» **Document section**:
Tuesday, March 27, 2007

Dreams

I attempted to post some photos of Glenys from last night but my computer at home(where the photos are) wouldn't cooperate. When I lie in bed at night I think of all these things I want to post about but when I get to where I can I forget them.

I have had some strange dreams lately. I usually remember all of my dreams but they come back to me at times where I haven't anything to copy them down. Last night's dream I remember, however; I dreamed that my parents were at a friend's house with Glenys. As I drove down this street the houses in this dream neighborhood were painted (looked like a hallway not a street) yellow and a beautiful red. I will say that lately in my dreams I either feel condemnation or fear. Last night was condemnation. I couldn't figure out why my parents were at this friend's home and why I felt so guilty that they were there. In my dream I happened upon them accidentally. I was looking for something else. Then I went to work at an Irish bar near a Catholic Church I know about.

It was weird. I am not Catholic, I don't go to bars, I don't work in bars and this friend of mine doesn't live anywhere around me. Oh and I dream in color and have real conversations even if they are non-sense upon waking. I have also woken myself up in tears, laughing or talking. I also remember dreams from a long time ago with all of the emotion of the dream intact.

When I was little I dreamed that there were snakes all over the yard and my dad had to carry us all to the car for Sunday School. It was awful. I was under 6 years old when I had this dream. It also was a recurring dream. I have several versions of recurring dreams.

I am not sure how many people are able to dream as I do; I suspect there are a ton of people. I do know that not everyone dreams in color though. I also dream more frequently in times of stress. During one particularly stressful time I would dream the recurring dream of being in high school and failing a subject that I was truly really good in. That would happen quite a bit. Again the condemnation theme runs through the dream.

» **Tasks for this exercise**:
(1) Return the stretch of the dreams post from "It was weird." through "of recurring dreams.", copied word for word.
(2) Resume the blog post about dreams, picking up right after its final sentence.

Position identification records:

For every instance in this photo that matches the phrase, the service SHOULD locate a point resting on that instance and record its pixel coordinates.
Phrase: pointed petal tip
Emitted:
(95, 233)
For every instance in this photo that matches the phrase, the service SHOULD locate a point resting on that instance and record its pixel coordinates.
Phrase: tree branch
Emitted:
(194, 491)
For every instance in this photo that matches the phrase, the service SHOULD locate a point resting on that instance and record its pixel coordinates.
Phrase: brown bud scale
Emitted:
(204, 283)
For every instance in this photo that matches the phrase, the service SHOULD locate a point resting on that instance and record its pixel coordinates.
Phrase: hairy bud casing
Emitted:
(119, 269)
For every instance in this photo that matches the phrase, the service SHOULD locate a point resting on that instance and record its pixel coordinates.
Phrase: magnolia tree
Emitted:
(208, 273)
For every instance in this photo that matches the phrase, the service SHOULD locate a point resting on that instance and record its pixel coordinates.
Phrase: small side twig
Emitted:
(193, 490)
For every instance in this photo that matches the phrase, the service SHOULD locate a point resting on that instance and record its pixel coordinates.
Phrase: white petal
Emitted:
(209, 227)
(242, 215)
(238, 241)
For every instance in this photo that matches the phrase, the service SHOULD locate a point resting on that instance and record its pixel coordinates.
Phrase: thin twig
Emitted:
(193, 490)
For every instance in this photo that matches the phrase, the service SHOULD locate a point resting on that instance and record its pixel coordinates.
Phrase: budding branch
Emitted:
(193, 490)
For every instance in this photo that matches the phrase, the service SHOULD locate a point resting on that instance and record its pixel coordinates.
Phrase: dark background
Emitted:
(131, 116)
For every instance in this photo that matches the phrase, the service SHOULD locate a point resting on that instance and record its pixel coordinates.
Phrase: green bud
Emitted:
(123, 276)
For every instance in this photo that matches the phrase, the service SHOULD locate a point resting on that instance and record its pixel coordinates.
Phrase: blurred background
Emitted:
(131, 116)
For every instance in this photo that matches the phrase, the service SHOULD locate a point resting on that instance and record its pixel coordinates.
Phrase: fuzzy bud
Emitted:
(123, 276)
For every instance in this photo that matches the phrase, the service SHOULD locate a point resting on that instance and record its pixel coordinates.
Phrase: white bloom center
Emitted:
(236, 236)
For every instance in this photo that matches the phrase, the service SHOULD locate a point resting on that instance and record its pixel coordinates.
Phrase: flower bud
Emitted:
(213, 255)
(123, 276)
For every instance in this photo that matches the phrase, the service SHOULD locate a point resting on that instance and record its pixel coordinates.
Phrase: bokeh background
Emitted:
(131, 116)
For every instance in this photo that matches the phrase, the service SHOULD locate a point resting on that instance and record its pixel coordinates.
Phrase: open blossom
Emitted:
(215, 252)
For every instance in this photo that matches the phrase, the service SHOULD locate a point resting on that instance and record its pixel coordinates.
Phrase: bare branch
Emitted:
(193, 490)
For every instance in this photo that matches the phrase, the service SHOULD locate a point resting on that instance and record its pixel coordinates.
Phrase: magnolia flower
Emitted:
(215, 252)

» **Answers in order**:
(1)
It was weird. I am not Catholic, I don't go to bars, I don't work in bars and this friend of mine doesn't live anywhere around me. Oh and I dream in color and have real conversations even if they are non-sense upon waking. I have also woken myself up in tears, laughing or talking. I also remember dreams from a long time ago with all of the emotion of the dream intact.

When I was little I dreamed that there were snakes all over the yard and my dad had to carry us all to the car for Sunday School. It was awful. I was under 6 years old when I had this dream. It also was a recurring dream. I have several versions of recurring dreams.

(2)
Last night's dream wasn't the worst. After reading a book on 6 Christian Characters found in women of the Bible or of history I dreamed that my sister, mom and I were on a boat and were being carried into the arena in Rome to be killed by bears and mad cows. It was horrible and I couldn't stop my mom and sister from being taken in.

I have dreamed that my mom jumped off an overpass in our hometown for no reason. I have dreamed that my cats, dressed as Puss 'N Boots, rowed away in a boat and sang a goodbye song. I woke up crying that time too and woke my mom up too. I was 21 or so. Of course when I told my mom what I dreamed then I realized how stupid it was. But the sorrow and grief I felt for my cats leaving was immense.

The worst part of my dreams is when I have a good dream I don't remember it at all. I woke myself up laughing Sunday in the middle of my nap. Yes I sleep that deeply when I take a nap too. So although my dreams seem like they last the whole night I know they are usually very short. I have also had times when I couldn't wake up or when I could see in my dreams but couldn't open my eyes in my dreams either no matter how much I tried.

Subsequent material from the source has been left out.